**** Text segment
It should be noted that references to ‘the author’ in connection with interviews, correspondence and other forms of personal communication refer to Dr. David Nicolle. Also note that the times given for Middle Eastern radio broadcasts as transcribed by the BBC Monitoring Service are GMT.
Several different conventions exist for the numbering of Spitfire variants. For the purposes of this work the fifth mark is referred to with the Roman numeral V, while the nineth and eighteenth variants are referred to with the Arabic numerals 9 and 18 respectively.
1
THE PALESTINE WAR BEFORE THE DECLARATION OF THE ISRAELI STATE (JANUARY–APRIL 1948)
The ‘civil war’ phase of the conflict in Palestine which erupted in November 1947, grew increasingly bitter and, on the Zionist side, more coordinated. On the Palestinian Arab side those who looked for help from the Arab states swung between optimism and frustration, the regional Arab leaders being reluctant to confront the UK which asserted that it would remain solely responsible for the administration of Palestine until the very end of the League of Nations, and now United Nations, Mandate on 15 May 1948. Furthermore, the Arabs still hoped that what they regarded as the obvious justice of the Palestinian cause would be recognised by the international community.
********
**** Provided records
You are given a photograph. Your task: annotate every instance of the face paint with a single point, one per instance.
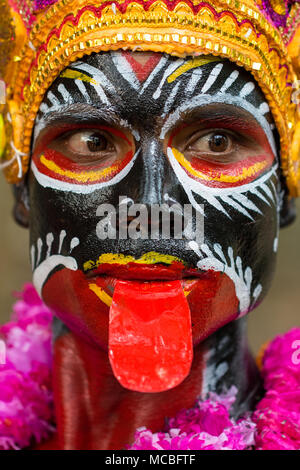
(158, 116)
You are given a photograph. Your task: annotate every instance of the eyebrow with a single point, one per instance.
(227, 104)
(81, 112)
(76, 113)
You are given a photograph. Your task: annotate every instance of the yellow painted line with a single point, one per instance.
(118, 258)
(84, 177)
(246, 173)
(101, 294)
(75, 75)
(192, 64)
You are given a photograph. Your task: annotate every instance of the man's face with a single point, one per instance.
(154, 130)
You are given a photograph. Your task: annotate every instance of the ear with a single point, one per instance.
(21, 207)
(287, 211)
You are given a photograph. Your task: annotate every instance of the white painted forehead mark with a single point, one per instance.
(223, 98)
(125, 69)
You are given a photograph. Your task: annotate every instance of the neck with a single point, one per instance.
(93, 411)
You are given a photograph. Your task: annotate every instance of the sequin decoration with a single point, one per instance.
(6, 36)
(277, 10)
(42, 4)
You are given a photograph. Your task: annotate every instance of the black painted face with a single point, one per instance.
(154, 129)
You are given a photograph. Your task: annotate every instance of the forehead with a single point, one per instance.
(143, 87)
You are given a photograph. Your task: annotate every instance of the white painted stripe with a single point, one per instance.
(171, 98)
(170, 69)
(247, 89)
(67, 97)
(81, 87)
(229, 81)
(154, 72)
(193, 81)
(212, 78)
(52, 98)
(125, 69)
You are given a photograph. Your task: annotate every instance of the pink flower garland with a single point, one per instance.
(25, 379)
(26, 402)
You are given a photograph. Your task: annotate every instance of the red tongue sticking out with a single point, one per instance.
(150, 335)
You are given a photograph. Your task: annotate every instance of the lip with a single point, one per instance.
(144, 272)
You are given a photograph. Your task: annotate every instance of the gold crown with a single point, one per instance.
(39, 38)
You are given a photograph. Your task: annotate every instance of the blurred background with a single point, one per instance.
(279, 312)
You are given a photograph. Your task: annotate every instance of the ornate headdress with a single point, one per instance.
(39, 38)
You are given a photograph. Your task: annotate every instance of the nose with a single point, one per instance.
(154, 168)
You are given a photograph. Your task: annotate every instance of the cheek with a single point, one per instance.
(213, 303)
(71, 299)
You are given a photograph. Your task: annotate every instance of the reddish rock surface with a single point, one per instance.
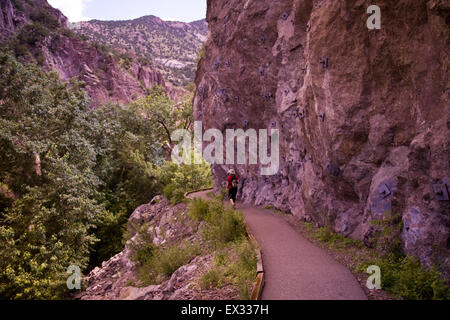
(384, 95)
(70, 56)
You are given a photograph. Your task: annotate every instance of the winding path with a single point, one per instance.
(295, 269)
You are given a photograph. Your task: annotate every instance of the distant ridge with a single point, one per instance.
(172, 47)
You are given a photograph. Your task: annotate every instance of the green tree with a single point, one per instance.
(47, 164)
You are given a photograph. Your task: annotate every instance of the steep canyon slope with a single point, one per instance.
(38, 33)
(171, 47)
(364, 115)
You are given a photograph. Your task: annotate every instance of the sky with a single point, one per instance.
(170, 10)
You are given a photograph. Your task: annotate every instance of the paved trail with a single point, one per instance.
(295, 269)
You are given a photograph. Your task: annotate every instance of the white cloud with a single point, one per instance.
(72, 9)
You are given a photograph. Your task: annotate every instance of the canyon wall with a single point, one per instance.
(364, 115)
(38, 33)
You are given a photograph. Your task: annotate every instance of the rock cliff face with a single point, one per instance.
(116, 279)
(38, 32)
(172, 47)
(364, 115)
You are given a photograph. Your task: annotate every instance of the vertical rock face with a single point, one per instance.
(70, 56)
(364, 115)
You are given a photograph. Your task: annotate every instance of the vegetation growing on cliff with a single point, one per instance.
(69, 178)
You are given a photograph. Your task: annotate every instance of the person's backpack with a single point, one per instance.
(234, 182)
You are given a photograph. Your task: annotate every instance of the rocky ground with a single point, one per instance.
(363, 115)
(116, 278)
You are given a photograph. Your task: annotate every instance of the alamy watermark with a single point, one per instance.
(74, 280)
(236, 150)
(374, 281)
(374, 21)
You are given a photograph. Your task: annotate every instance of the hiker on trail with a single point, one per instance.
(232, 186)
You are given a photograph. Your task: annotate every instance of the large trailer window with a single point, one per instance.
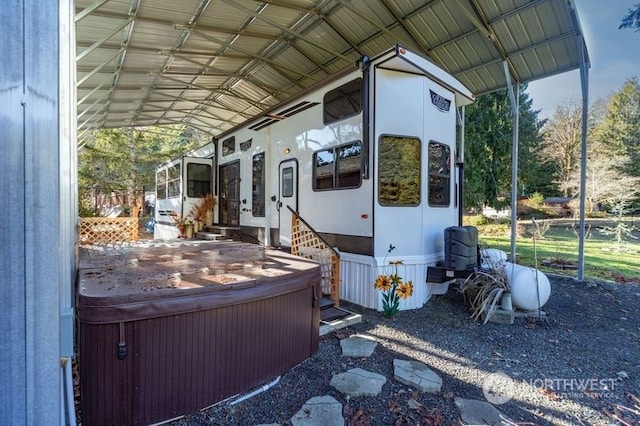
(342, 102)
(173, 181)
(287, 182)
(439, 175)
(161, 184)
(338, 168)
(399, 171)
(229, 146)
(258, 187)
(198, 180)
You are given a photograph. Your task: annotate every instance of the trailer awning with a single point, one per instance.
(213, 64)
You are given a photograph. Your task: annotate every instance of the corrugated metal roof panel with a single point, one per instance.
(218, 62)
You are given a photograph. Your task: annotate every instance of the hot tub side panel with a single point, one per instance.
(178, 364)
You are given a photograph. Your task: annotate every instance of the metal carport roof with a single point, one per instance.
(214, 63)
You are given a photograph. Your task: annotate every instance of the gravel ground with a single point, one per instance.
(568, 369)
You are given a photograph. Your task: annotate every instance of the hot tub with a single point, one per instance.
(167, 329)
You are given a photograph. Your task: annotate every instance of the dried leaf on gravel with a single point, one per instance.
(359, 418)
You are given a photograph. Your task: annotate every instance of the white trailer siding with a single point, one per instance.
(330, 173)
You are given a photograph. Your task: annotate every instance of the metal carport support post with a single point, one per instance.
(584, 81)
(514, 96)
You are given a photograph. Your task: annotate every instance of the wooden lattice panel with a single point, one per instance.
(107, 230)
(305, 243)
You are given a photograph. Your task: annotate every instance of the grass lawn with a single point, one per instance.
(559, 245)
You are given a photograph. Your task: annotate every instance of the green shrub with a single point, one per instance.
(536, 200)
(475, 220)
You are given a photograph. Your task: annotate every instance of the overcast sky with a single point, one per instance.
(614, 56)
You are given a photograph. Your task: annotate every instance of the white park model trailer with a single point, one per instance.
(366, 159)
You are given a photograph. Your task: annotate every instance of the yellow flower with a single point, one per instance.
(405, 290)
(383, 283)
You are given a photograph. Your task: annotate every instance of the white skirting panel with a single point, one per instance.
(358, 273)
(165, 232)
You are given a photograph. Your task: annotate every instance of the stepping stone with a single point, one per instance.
********
# Brief:
Do statements (a), (b) and (c) agree with the text on the 1948 Palestine war? Answer yes or no for each and quote the words of the text that decide it.
(a) The times given for Middle Eastern radio broadcasts transcribed by the BBC Monitoring Service are in GMT.
(b) The fifth Spitfire mark is written with the Arabic numeral 5.
(c) The UK said it would remain solely responsible for administering Palestine until the Mandate ended on 15 May 1948.

# Complete response:
(a) Yes: "the times given for Middle Eastern radio broadcasts as transcribed by the BBC Monitoring Service are GMT"
(b) No: "the fifth mark is referred to with the Roman numeral V"
(c) Yes: "it would remain solely responsible for the administration of Palestine until the very end of the League of Nations, and now United Nations, Mandate on 15 May 1948"